Records to use Block Start

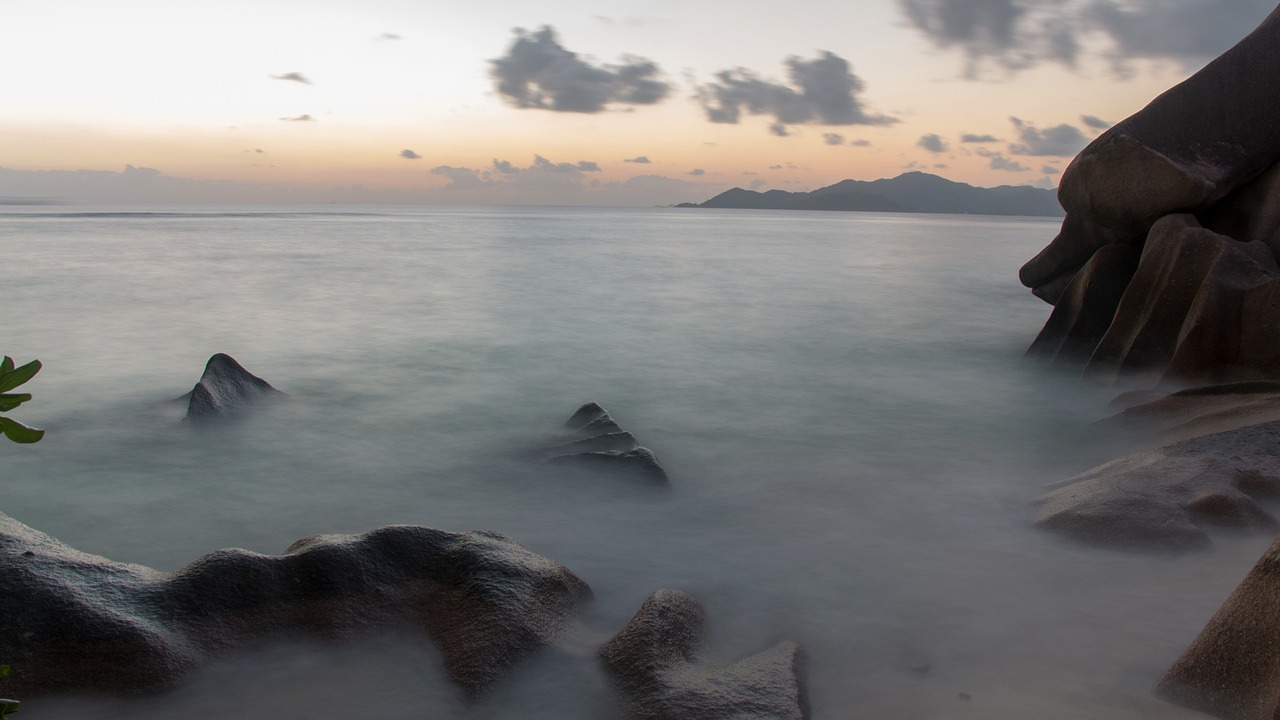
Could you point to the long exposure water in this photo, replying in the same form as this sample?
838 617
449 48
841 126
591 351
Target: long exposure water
840 400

Records to use Block End

-- Exercise aim --
You are asked to output the records precisely as they appear, minus any pictures.

-- Exercise output --
Could you point to the long exposure water in this photo, replying in the same form as this sample?
838 617
449 48
841 126
591 351
Target: long exposure water
840 400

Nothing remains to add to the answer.